### REQUIRED ACTION
Whenever an image turns up, omit it and return the remaining data exactly.

### PROVIDED DATA
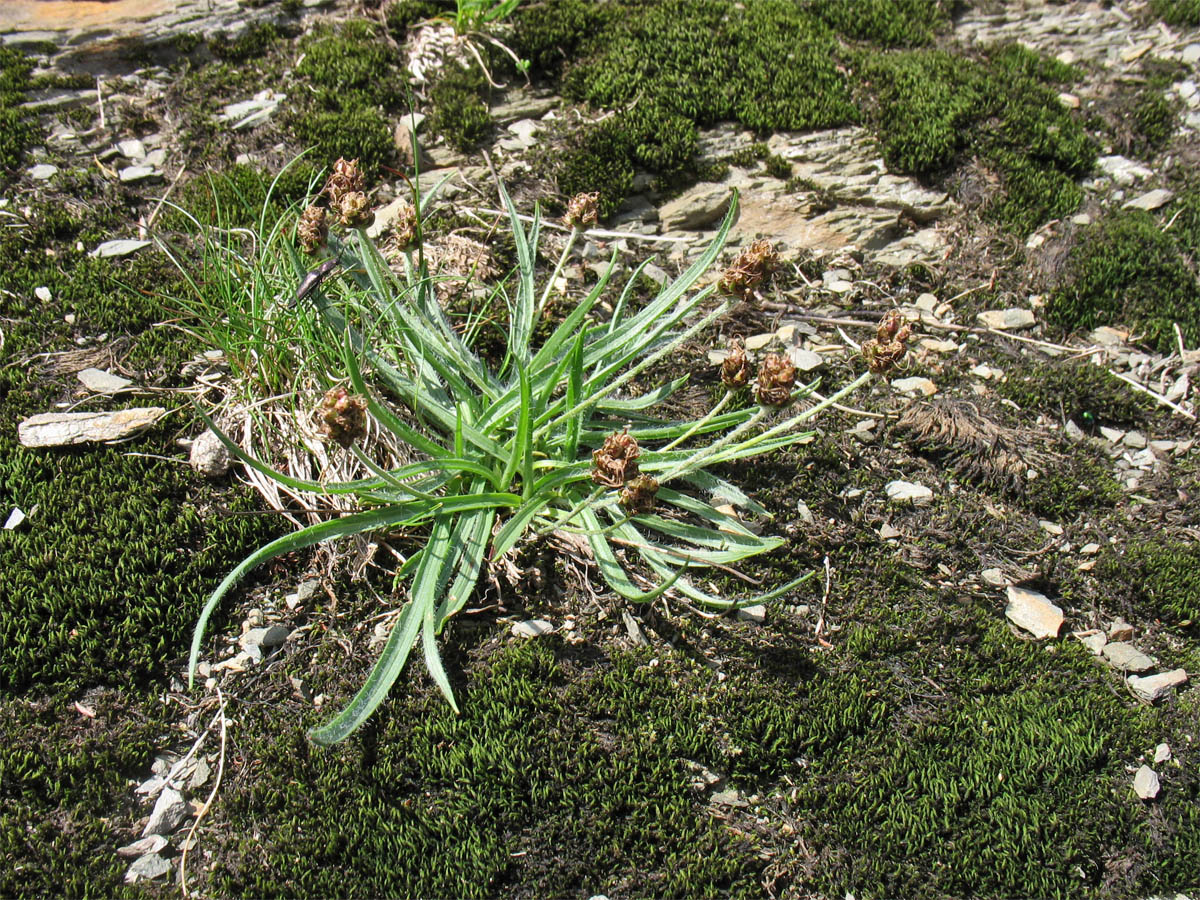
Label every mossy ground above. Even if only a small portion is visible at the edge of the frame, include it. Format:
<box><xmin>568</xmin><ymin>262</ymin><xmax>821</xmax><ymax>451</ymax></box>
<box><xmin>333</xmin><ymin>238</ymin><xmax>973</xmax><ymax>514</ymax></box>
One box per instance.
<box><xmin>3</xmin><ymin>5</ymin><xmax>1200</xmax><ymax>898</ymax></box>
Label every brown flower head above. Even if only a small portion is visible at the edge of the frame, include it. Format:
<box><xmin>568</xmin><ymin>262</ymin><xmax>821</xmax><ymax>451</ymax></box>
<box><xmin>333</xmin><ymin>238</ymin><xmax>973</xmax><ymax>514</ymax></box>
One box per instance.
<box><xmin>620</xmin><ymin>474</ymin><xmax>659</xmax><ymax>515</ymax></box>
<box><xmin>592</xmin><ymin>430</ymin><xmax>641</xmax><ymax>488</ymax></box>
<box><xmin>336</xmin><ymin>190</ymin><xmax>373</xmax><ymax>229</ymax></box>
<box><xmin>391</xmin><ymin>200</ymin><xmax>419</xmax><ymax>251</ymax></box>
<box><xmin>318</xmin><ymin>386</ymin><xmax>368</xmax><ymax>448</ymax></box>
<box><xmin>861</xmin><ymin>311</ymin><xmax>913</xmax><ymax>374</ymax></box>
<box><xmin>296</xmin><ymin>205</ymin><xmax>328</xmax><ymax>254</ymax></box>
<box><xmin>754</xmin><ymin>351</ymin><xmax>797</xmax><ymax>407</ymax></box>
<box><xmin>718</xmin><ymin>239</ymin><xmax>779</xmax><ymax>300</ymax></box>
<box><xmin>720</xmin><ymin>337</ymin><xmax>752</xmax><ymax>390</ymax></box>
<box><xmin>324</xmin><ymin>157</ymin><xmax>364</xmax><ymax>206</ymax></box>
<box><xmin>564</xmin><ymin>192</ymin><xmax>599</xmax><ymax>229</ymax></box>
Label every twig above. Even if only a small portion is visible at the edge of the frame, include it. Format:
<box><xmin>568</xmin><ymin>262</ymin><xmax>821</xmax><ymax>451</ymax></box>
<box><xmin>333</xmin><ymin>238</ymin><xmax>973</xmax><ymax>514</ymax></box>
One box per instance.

### ANSWER BOX
Label every mossy ground above. Even if only a small portion is visible at the edge of the frame, include it. Format:
<box><xmin>568</xmin><ymin>262</ymin><xmax>821</xmax><ymax>451</ymax></box>
<box><xmin>333</xmin><ymin>238</ymin><xmax>973</xmax><ymax>514</ymax></box>
One box per instance.
<box><xmin>3</xmin><ymin>5</ymin><xmax>1200</xmax><ymax>898</ymax></box>
Label every brown flower head above. Even if only a small portion is visible at the edge of the frame, include it. Format:
<box><xmin>568</xmin><ymin>262</ymin><xmax>821</xmax><ymax>451</ymax></box>
<box><xmin>333</xmin><ymin>238</ymin><xmax>973</xmax><ymax>514</ymax></box>
One box per instance.
<box><xmin>620</xmin><ymin>474</ymin><xmax>659</xmax><ymax>515</ymax></box>
<box><xmin>592</xmin><ymin>430</ymin><xmax>641</xmax><ymax>488</ymax></box>
<box><xmin>336</xmin><ymin>190</ymin><xmax>373</xmax><ymax>229</ymax></box>
<box><xmin>391</xmin><ymin>200</ymin><xmax>419</xmax><ymax>251</ymax></box>
<box><xmin>318</xmin><ymin>386</ymin><xmax>368</xmax><ymax>448</ymax></box>
<box><xmin>861</xmin><ymin>311</ymin><xmax>913</xmax><ymax>374</ymax></box>
<box><xmin>296</xmin><ymin>205</ymin><xmax>328</xmax><ymax>254</ymax></box>
<box><xmin>754</xmin><ymin>351</ymin><xmax>797</xmax><ymax>407</ymax></box>
<box><xmin>718</xmin><ymin>239</ymin><xmax>779</xmax><ymax>300</ymax></box>
<box><xmin>720</xmin><ymin>337</ymin><xmax>752</xmax><ymax>390</ymax></box>
<box><xmin>324</xmin><ymin>157</ymin><xmax>364</xmax><ymax>206</ymax></box>
<box><xmin>564</xmin><ymin>192</ymin><xmax>599</xmax><ymax>229</ymax></box>
Label every twig above. Even if only a small portion is visible at the edge of the frame, include it. Format:
<box><xmin>568</xmin><ymin>262</ymin><xmax>821</xmax><ymax>451</ymax></box>
<box><xmin>333</xmin><ymin>238</ymin><xmax>973</xmax><ymax>514</ymax></box>
One box per instance.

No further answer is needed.